Feliz conjugação de datas: por um lado, 2017 é ano de eleições autárquicas. É a altura de os autarcas eleitos responderem pelo que fizeram e pelo que deixaram de fazer.

Por outro lado, está aí o fim da última das moratórias para as autarquias cumprirem as normas legais de acessibilidade pedonal no espaço público. É já daqui a 4 semanas. Quer se trate de uma rua construída ou requalificada recentemente, quer se trate de uma rua mais antiga, as autarquias passam a entrar em incumprimento a partir de 9 de Fevereiro se não tiver havido adaptação às normas legais de acessibilidade.  

E embora a Lei tenha sido feita a pensar nas pessoas com deficiência, as suas regras beneficiam TODOS os peões - todos nós, portanto -, sendo essas regras particularmente importantes para aqueles que, por razões variadas, têm a sua mobilidade mais condicionada: idosos, pais com carrinhos de bebé, etc.

Registos de origem
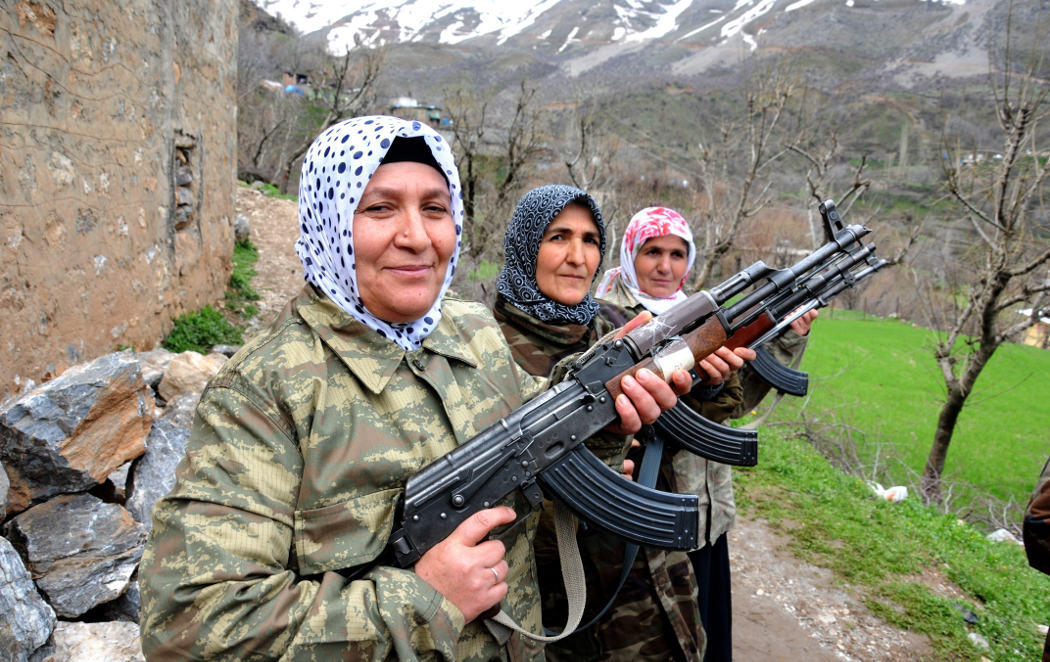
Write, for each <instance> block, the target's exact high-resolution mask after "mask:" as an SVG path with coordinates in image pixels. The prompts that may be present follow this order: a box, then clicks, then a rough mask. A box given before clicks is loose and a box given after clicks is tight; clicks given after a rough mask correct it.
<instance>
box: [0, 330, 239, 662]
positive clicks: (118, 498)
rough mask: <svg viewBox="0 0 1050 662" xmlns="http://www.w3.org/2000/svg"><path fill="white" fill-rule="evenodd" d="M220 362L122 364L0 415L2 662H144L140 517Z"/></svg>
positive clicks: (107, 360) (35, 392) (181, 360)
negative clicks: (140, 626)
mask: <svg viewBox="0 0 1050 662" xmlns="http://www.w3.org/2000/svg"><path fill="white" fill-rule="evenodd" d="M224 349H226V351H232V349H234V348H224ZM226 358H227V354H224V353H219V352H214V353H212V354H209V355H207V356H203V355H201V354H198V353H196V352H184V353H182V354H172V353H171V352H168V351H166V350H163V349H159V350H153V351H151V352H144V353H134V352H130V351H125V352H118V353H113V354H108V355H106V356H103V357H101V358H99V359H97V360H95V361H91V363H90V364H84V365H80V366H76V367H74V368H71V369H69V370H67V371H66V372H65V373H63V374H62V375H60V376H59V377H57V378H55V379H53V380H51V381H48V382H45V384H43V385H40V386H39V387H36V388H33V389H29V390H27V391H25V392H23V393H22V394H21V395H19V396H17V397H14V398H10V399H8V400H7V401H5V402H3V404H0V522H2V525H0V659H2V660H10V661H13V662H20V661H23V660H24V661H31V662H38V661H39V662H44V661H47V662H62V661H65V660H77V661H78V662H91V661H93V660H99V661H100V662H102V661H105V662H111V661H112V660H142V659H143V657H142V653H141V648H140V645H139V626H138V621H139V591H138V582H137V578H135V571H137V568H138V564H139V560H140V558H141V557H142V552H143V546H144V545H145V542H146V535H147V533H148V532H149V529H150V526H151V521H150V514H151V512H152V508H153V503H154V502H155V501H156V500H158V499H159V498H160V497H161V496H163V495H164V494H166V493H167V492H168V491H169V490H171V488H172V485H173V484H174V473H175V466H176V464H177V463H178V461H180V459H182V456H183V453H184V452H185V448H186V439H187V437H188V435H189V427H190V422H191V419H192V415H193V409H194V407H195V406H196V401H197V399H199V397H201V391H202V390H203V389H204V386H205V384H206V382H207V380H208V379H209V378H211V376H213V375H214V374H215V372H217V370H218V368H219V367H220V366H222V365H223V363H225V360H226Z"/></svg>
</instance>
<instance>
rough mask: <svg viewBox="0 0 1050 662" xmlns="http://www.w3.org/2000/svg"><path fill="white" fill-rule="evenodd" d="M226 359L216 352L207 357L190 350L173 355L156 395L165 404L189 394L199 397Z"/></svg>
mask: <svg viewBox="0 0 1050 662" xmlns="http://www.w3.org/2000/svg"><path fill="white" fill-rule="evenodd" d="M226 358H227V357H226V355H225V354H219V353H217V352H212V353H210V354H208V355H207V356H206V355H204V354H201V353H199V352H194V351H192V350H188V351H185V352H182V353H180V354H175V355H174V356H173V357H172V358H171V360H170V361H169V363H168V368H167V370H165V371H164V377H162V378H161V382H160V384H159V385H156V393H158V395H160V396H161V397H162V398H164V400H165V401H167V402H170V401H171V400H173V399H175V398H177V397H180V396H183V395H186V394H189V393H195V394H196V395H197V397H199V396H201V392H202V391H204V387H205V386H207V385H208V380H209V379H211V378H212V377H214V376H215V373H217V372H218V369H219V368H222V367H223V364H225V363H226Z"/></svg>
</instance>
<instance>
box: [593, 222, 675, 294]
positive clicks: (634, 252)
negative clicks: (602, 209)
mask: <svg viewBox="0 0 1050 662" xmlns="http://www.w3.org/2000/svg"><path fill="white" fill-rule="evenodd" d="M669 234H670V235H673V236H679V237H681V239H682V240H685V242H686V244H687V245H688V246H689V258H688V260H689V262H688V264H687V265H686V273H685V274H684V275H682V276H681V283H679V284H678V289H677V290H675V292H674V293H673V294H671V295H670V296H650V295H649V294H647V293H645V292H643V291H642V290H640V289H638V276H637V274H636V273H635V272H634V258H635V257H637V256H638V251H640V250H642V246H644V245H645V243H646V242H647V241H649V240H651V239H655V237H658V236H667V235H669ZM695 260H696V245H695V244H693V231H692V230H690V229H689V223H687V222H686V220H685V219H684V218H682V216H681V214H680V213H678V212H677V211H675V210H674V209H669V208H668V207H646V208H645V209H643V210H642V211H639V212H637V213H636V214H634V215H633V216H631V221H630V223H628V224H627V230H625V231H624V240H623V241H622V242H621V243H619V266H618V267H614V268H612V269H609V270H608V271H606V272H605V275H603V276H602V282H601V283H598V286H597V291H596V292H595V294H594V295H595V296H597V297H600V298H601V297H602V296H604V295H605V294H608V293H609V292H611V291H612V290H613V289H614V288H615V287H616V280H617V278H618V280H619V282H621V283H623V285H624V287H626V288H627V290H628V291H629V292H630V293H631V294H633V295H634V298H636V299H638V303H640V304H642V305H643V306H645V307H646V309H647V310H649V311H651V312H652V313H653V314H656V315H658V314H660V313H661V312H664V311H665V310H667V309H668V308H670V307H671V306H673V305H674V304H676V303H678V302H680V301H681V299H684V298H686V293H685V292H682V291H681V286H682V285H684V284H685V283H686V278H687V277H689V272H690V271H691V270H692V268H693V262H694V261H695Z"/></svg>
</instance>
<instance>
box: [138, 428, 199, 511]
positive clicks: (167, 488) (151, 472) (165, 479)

**Verifique a compreensão:**
• a. No excerto, a partir de que data entram as autarquias em incumprimento se as ruas não estiverem adaptadas às normas de acessibilidade?
• b. Reescreva em forma de lista o parágrafo do excerto que começa por "Por outro lado, está aí o fim", mantendo os factos principais.
• c. Enumere todos os tipos de rua que o excerto menciona.
As linhas não têm qualquer relação com o excerto.

**Resultados:**
• a. A partir de 9 de Fevereiro.

• b.
- Está a terminar a última moratória para as autarquias cumprirem as normas legais de acessibilidade pedonal no espaço público.
- O prazo acaba daqui a 4 semanas.
- A regra aplica-se tanto a ruas construídas ou requalificadas recentemente como a ruas mais antigas.
- Sem adaptação às normas, as autarquias entram em incumprimento a partir de 9 de Fevereiro.

• c.
- Rua construída recentemente
- Rua requalificada recentemente
- Rua mais antiga